(Study text):
Tuesday 30 July 2013

Dear Miss Smith,


You had me in your classroom for one year. All I remember you teaching me was that I was stupid.

You called me 'The Daydreamer" and would stop class to pointedly ask me sarcastically if I was daydreaming again.
I was a little girl. I believed in dragons and fairies and Aslan. I believed the whole earth and everything in it was alive. I would whisper to rocks and leaves as I passed by.
I was a little girl and I was a daydreamer. I could travel to other worlds from that classroom desk and to other places in this world. I made up the most fantastic stories. I loved to escape you, the fear of you.
I was a little girl and I was discovering love for the first time. My very first crush. I would sneak glances at him across the room, willing him to notice me.

(Data to examine):
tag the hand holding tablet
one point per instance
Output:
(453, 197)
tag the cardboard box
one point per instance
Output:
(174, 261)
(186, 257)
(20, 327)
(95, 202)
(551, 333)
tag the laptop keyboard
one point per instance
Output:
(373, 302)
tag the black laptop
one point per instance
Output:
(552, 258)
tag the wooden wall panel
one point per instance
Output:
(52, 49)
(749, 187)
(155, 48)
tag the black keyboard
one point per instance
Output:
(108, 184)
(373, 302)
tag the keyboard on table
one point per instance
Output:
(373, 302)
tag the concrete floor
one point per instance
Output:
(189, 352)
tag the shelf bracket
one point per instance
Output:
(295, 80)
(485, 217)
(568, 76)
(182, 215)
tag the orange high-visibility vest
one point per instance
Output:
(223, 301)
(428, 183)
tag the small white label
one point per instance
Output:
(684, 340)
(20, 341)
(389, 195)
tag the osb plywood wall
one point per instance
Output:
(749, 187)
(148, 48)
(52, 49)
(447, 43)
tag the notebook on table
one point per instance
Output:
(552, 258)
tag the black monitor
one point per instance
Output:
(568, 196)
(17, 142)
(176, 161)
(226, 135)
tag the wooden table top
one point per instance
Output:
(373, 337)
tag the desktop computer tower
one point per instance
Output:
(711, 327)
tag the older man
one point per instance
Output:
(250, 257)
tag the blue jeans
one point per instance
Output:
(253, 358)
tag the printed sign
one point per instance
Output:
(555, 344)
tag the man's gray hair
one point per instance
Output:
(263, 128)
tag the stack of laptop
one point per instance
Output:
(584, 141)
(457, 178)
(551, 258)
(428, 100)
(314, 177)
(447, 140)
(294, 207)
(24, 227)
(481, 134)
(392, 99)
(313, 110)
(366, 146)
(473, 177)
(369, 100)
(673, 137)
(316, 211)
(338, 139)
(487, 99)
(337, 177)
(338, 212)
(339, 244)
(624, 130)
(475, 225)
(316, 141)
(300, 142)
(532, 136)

(Prompt):
Write the next part of the letter to Miss Smith, picking up after its final sentence.

(Response area):
I was a little girl and I was vulnerable. I knew you knew what you were talking about and I must be stupid. I have a very vivid, terrible memory when I suddenly realised just how stupid I must be. You were looming over me as you made me count my folders. I was so nervous with you standing there that I counted nine when there was ten.
"You can't even count to ten?" you asked, exasperated with me. I cowered and didn't respond.
My heart screamed in protest. "Yes I can!" I yelled inside. "I am good at counting. I can also write stories better than anyone else in this room if you gave me the chance, if you encouraged me. But I am being taught to mute my imagination."
Creativity is not as important as sitting still and paying attention, being a good girl and answering the question right. You taught me that.

Do you remember dumping me on to another adult for a 'special reading class'? I was special enough to leave the others and go with him to a small office. I remember those times of freedom from the fear you instilled in me. He was kind and funny and under his tutelage I learned. But then I would be sent back into your classroom and once again into silence.

I am shaking as I type this. I am not writing this letter for you. This is for me. I need to leave these things on the page. I need to tell myself that you were wrong. I am not stupid.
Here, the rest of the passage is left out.